John Clay Entrekin (1844–1905) was a Republican politician from Chillicothe, Ohio. He was the Speaker of the Ohio House of Representatives from 1886 to 1888.

John Clay Entrekin was born at Green Township, Ross County, Ohio on February 11, 1844. He was the son of John and Fanny (Moore) Entrekin. He began teaching school, and enlisted in Company A, 114th Ohio Infantry on August 12, 1862, during the American Civil War. He was injured by shell and recovered, and later by gunshot at the Battle of Fort Blakeley, Alabama. He did not recover from the latter in time to take up arms again, and was discharged June 8, 1865.

Entrekin enrolled at Ohio Wesleyan University, and graduated two years later in 1867. He was a professor of mathematics at Central Wesleyan College, Warrenton, Missouri for two years, and was admitted to the bar at that place in June, 1870. He returned to Chillicothe, Ohio, and was admitted to the Ohio bar in September 1870.

Entrekin was elected a member of the Ohio House of Representatives from Ross County for the 62nd Ohio General Assembly, (1876-1878). He was a member of the Ohio State Senate from the 6th district for the 64th General Assembly, (1880-1882).

Entrekin was a member of the Ohio House for the 67th General Assembly, (1886-1888). After a number of seats in Hamilton County held by Democrats were contested, and then awarded to Republicans, he was elected Speaker for that session. He was city solicitor of Chillicothe from 1872 to 1877, and a member of city council 1877 to 1881.

******

## What you will do
1) Answer these questions from the Entrekin biography:
(a) On what date did Entrekin enlist in Company A, 114th Ohio Infantry?
(b) What subject did he teach at Central Wesleyan College?
(c) Over what years did he serve as city solicitor of Chillicothe?
2) Transcribe the passage of the Entrekin biography between "John Clay Entrekin (1844–1905)" and "1886 to 1888.", inclusive.
The records were drawn from a separate source.

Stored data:
******

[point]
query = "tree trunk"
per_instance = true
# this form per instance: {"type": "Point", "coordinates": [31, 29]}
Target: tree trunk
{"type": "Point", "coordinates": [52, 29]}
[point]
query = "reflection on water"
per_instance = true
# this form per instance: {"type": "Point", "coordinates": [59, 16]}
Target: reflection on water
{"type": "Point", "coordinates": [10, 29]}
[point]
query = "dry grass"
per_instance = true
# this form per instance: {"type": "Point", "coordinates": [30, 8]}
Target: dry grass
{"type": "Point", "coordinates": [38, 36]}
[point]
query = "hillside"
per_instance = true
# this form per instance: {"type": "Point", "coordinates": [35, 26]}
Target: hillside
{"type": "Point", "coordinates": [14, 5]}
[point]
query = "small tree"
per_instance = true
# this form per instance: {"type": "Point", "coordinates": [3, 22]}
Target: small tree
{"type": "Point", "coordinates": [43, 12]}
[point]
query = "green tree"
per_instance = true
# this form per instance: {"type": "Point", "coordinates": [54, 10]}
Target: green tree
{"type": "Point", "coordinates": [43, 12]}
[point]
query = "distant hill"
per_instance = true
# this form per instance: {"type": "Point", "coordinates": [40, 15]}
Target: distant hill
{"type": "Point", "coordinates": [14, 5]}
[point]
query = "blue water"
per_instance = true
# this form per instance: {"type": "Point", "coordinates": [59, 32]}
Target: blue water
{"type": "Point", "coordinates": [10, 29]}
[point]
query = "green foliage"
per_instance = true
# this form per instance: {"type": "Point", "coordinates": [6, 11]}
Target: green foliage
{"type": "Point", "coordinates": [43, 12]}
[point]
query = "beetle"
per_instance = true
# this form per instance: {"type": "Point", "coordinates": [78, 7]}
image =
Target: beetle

******

## Exercise solutions
1)
(a) August 12, 1862
(b) Mathematics
(c) 1872 to 1877

2)
John Clay Entrekin (1844–1905) was a Republican politician from Chillicothe, Ohio. He was the Speaker of the Ohio House of Representatives from 1886 to 1888.